**Quoted passage:**
Now that Macs run Intel processors, what was once unimaginable is suddenly possible. There’s certainly no shortage of plug-ins available on Mac OS, but users may still have Windows plug-ins they miss. Released as beta today from SM Pro Audio, VFX is an app that lets you host your PC plug-ins on your Mac:

VFX Mac Beta

The requirements are modest — a lowly Mac mini should work just fine, and you don’t even need 10.5. But some of the specifics get a little weird. You have to run VFX as its own host. And you actually can’t use Mac plug-ins on the VFX, which means there’s not much advantage here versus just running on a cheap PC. (Especially given that you can build a pretty decent PC for under $300 these days.) And there are various stability and reliability issues introduced, as well.

We saw the V-Machine from the same creator — a small hardware box running plug-ins on Linux — at the end of last year. But in this case, it appears you can may be able to the software minus the hardware, which would make sense. (Otherwise, the hardware becomes a rather large dongle.)

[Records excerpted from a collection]

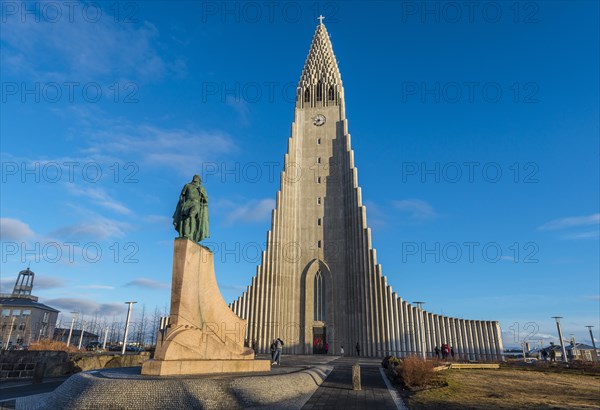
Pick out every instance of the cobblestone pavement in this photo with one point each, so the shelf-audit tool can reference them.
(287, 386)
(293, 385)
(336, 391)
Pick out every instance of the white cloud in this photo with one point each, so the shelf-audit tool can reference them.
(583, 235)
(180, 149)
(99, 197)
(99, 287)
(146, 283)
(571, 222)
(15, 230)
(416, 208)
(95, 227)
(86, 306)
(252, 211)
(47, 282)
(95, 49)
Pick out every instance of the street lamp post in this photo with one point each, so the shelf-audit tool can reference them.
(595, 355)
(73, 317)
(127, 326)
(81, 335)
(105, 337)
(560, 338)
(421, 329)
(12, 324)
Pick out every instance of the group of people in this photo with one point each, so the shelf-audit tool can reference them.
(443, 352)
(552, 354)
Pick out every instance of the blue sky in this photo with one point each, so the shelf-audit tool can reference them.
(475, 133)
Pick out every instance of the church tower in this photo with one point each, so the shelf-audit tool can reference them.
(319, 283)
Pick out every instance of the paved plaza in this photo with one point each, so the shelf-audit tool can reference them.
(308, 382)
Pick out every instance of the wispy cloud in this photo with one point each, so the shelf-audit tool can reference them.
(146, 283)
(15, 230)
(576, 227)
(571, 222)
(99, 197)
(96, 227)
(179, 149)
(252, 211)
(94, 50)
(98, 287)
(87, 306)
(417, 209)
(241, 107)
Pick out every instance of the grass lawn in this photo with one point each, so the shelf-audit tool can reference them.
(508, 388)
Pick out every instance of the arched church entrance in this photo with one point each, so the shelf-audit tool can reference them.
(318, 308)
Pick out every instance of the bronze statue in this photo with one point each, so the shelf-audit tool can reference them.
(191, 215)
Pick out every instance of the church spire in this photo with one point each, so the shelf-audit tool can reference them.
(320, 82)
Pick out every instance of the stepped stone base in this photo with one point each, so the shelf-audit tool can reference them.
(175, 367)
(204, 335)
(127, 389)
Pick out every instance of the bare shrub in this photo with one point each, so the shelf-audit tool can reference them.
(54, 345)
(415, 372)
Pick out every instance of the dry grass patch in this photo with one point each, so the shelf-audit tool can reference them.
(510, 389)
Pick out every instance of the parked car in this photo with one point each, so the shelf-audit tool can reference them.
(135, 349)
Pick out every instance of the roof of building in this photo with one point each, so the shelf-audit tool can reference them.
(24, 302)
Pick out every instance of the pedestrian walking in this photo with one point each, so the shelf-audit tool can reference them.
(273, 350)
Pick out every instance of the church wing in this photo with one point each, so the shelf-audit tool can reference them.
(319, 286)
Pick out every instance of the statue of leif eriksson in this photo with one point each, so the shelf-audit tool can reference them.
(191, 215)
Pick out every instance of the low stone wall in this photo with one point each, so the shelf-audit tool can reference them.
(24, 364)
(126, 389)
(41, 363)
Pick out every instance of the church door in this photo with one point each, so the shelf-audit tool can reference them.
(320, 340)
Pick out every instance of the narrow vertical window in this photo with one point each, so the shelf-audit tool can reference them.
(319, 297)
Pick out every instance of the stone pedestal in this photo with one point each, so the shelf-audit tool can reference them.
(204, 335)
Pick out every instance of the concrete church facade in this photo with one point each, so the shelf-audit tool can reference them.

---

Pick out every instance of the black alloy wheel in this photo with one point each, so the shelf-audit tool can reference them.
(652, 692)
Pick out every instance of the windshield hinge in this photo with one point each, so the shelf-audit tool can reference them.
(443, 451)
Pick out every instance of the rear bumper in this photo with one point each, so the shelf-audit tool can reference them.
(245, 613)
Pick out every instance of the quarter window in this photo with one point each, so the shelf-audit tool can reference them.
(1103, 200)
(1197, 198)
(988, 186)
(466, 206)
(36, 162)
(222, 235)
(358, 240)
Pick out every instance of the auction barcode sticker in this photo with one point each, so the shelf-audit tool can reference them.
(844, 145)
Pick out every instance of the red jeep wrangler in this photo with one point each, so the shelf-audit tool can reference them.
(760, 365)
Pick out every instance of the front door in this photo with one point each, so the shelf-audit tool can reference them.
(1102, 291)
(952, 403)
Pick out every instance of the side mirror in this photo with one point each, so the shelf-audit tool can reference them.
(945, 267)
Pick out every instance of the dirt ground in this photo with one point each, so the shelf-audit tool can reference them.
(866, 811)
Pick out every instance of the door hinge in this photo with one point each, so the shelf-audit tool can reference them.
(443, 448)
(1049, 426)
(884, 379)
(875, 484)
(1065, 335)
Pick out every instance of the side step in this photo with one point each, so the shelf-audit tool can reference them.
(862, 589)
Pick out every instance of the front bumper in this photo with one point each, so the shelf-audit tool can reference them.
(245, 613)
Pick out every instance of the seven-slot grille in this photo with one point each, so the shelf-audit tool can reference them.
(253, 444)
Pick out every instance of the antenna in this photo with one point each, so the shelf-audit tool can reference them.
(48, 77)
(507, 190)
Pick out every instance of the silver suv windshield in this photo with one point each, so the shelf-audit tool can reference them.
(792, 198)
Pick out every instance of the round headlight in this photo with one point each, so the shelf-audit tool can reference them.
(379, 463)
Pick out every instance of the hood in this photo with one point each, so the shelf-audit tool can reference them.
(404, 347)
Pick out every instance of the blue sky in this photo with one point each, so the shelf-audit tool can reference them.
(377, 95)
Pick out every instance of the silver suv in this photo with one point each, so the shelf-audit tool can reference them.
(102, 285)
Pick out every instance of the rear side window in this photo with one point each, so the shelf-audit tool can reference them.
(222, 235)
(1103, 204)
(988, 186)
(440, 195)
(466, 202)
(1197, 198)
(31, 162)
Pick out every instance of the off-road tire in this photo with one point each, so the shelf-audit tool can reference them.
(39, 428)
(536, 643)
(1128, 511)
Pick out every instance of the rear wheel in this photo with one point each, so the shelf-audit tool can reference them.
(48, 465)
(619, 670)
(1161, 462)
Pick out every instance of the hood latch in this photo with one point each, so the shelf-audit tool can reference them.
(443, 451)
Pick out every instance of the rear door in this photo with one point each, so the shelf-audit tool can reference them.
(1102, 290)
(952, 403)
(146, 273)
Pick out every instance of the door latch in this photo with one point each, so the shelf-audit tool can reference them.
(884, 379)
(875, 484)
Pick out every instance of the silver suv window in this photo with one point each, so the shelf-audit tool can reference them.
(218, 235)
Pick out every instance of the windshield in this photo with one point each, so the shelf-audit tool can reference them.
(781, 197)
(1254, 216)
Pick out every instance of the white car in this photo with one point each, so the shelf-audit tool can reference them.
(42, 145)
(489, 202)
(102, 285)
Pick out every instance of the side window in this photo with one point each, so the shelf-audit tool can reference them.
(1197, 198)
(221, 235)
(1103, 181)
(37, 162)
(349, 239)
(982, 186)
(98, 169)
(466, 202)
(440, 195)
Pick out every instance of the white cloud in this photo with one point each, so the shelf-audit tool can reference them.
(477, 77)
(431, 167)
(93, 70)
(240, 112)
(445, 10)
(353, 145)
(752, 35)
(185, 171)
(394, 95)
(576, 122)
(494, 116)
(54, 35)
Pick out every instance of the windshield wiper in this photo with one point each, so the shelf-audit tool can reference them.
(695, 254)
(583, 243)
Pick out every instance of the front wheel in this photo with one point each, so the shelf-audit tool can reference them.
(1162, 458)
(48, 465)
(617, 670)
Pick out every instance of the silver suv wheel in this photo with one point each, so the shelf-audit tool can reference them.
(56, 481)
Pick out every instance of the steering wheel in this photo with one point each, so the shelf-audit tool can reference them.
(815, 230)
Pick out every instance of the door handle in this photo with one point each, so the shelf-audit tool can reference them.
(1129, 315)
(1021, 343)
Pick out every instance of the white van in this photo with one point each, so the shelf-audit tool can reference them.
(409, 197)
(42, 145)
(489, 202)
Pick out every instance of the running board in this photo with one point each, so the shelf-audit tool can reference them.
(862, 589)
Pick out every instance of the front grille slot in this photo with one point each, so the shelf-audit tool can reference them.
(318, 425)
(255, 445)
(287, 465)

==

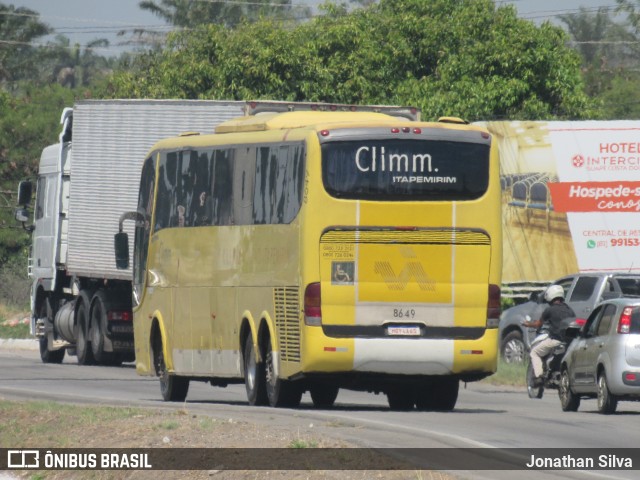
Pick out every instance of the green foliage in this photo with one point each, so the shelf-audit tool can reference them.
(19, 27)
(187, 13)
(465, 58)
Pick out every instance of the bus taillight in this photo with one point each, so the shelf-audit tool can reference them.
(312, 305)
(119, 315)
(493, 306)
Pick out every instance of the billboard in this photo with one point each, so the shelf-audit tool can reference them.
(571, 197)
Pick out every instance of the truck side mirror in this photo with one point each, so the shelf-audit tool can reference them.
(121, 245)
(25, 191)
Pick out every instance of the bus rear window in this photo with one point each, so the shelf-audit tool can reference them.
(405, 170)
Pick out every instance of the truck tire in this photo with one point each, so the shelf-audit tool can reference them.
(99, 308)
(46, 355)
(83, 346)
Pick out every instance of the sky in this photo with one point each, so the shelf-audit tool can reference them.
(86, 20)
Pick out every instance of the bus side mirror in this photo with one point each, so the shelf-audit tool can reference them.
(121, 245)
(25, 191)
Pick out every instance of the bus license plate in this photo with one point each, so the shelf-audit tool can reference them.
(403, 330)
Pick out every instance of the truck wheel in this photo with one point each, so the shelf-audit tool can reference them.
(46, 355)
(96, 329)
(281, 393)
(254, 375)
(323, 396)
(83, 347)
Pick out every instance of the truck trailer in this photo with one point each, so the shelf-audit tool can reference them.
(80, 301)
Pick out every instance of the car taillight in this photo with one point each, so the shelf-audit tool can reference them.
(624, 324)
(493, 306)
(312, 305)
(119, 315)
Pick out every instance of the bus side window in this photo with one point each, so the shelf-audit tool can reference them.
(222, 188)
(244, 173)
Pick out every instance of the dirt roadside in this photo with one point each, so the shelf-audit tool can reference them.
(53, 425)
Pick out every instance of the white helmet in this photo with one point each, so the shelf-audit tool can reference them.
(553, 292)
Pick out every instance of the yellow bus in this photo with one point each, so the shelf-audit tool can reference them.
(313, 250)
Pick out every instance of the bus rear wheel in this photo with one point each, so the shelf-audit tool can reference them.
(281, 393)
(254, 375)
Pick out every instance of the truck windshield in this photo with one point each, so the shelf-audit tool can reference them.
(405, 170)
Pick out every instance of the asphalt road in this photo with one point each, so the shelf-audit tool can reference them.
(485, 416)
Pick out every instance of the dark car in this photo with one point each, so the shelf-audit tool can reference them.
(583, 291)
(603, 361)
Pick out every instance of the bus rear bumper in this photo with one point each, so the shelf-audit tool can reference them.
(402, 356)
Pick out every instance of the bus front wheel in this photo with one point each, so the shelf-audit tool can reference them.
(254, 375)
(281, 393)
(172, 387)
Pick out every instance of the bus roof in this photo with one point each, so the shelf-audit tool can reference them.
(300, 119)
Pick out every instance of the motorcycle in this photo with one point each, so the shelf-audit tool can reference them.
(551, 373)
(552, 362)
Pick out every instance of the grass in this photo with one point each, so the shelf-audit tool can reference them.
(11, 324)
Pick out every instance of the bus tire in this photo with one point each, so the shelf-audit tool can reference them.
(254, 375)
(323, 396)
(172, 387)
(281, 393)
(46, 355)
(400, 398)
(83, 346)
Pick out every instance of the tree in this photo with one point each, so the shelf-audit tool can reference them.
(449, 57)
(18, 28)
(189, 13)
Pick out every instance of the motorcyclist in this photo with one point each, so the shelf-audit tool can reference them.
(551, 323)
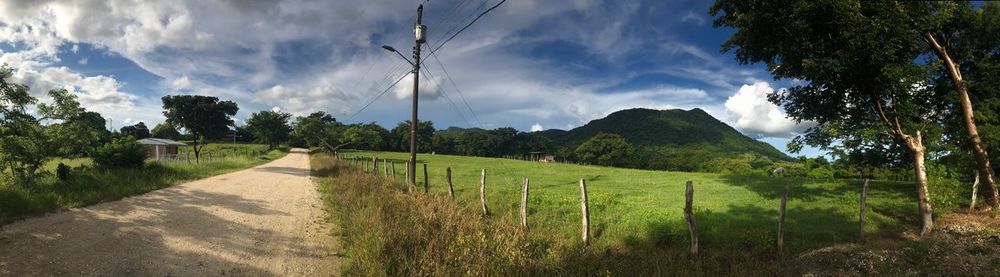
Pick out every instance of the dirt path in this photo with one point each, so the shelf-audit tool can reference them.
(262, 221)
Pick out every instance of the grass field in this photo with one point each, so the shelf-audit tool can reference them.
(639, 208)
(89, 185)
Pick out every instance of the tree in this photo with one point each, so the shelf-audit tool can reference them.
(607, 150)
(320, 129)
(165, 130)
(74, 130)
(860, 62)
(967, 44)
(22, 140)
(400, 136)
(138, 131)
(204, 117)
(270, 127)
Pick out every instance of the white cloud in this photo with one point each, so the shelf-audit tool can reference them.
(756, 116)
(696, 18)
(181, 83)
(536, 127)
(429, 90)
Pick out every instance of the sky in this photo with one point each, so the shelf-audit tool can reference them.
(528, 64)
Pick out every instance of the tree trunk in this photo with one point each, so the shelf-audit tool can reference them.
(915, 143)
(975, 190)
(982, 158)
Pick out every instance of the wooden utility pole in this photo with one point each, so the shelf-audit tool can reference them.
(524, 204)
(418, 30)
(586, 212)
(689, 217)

**Required work:**
[1] According to the VFX article, which company released VFX as a beta?
[2] Condense the paragraph of the VFX article that begins "The requirements are modest" into a short bulleted list that keeps its main facts.
[3] Carry on the VFX article from its final sentence.
These entries have no connection to the VFX article.

**Replies:**
[1] SM Pro Audio

[2]
- The requirements are modest. A Mac mini should work, and 10.5 isn't required.
- VFX has to run as its own host.
- Mac plug-ins can't be used in VFX, so it offers little advantage over running on a cheap PC, and a decent PC can be built for under $300.
- It introduces various stability and reliability issues.

[3]
V-Machine: Dedicated Hardware for VSTs, for US$599?

Basically, what VFX is is a nicely-packaged rendition of a Windows host running inside the open source, multi-platform WINE translation layer. WINE is actually a ground-up “translation” of Win32 — it’s not emulation or a virtual machine; it actually runs Windows apps as if they were native. (Thank Microsoft for keeping its APIs relatively open, even if the OS itself is closed as Mac OS is.) The discussion of whether or not this could work has come up before, as recently in a thread on KVR. VFX is proof that it can work, and I could imagine it’s even good news for some people. You can read the manual addendum at the link above and decide if it’s for you.